The task :: Write each entry out once more, please, precisely as shown.

Stored items from a collection
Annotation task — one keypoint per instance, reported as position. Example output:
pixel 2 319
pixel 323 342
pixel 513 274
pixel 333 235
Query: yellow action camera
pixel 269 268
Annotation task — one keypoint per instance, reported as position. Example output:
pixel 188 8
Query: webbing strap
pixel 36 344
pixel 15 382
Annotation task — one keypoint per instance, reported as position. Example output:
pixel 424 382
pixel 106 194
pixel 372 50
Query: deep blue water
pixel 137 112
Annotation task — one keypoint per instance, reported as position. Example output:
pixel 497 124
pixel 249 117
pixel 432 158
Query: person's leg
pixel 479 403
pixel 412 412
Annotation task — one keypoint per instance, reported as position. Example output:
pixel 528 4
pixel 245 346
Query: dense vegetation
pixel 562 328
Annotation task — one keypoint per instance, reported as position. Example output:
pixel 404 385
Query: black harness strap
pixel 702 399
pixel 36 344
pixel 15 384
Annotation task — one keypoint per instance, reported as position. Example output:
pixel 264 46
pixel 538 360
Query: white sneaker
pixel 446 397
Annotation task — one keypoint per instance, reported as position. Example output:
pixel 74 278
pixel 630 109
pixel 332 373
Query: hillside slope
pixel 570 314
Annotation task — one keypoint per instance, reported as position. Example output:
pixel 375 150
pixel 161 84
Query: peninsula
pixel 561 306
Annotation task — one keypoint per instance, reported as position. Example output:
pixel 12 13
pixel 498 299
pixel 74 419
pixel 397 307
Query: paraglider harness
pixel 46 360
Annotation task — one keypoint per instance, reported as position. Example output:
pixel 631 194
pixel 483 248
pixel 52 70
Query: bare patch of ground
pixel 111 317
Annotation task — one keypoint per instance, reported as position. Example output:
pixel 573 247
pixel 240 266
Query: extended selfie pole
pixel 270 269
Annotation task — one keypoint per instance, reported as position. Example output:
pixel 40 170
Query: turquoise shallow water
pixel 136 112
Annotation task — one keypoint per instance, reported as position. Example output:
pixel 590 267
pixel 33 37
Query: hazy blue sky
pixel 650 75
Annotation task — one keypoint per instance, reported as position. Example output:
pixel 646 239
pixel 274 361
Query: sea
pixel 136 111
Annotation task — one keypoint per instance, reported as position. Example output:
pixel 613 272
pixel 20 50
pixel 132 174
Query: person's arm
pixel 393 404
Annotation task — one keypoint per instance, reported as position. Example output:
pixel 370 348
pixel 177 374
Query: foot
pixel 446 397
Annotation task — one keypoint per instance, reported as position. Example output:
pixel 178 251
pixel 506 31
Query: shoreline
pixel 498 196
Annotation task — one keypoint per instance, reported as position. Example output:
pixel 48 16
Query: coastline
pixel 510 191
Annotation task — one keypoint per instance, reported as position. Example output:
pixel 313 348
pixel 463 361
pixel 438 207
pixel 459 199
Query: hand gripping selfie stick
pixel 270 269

Output for this exercise ::
Annotation task — one keypoint per instance, reported as position. Example output:
pixel 2 319
pixel 323 342
pixel 513 274
pixel 333 235
Query: yellow action camera
pixel 269 268
Annotation task — one keypoint per instance, reported as position. Example output:
pixel 188 8
Query: webbing strap
pixel 36 344
pixel 15 382
Annotation task — one keypoint per instance, reported as position. Example output:
pixel 424 382
pixel 106 194
pixel 372 50
Query: deep blue water
pixel 137 112
Annotation task — one keypoint per instance, reported as position. Example output:
pixel 497 124
pixel 249 117
pixel 432 158
Query: person's leg
pixel 479 403
pixel 412 412
Annotation task — one keypoint per instance, reported as position. Example output:
pixel 528 4
pixel 245 346
Query: dense vegetation
pixel 562 328
Annotation task — one keypoint per instance, reported as position. Example output:
pixel 404 385
Query: black harness strap
pixel 702 399
pixel 36 344
pixel 15 384
Annotation task — one keypoint per instance, reported as position. Example output:
pixel 264 46
pixel 538 360
Query: white sneaker
pixel 446 397
Annotation task — one keypoint per instance, reported as position. Example output:
pixel 74 278
pixel 630 109
pixel 332 373
Query: hillside slope
pixel 570 314
Annotation task — one keypoint per instance, reported as position. Example output:
pixel 375 150
pixel 161 84
Query: peninsula
pixel 561 306
Annotation task — one keypoint per instance, reported as position. Example output:
pixel 12 13
pixel 498 299
pixel 74 419
pixel 397 307
Query: paraglider harness
pixel 46 360
Annotation task — one keypoint per instance, reported as position. Example output:
pixel 631 194
pixel 483 248
pixel 52 70
Query: bare patch of ground
pixel 111 317
Annotation task — one keypoint per instance, reported as position. Example output:
pixel 573 247
pixel 240 266
Query: extended selfie pole
pixel 270 269
Annotation task — one keypoint per instance, reported as position. Example output:
pixel 40 170
Query: turquoise shallow water
pixel 136 112
Annotation task — one keypoint per instance, reported as position. Example output:
pixel 590 267
pixel 33 37
Query: hazy blue sky
pixel 650 75
Annotation task — one keypoint per instance, reported as position. Example output:
pixel 646 239
pixel 274 361
Query: sea
pixel 136 111
Annotation task — one keypoint per instance, reported as position. Example output:
pixel 613 272
pixel 20 50
pixel 132 174
Query: person's arm
pixel 393 404
Annotation task — one keypoint per instance, reported as position. Example output:
pixel 370 348
pixel 177 374
Query: foot
pixel 446 397
Annotation task — one keypoint per instance, reported as position. Example output:
pixel 178 251
pixel 506 31
Query: shoreline
pixel 498 196
Annotation task — one keypoint per instance, reported as position. Example output:
pixel 48 16
Query: coastline
pixel 510 191
Annotation task — one keypoint per instance, reported as position. Example output:
pixel 313 348
pixel 463 361
pixel 438 207
pixel 459 199
Query: hand gripping selfie stick
pixel 270 269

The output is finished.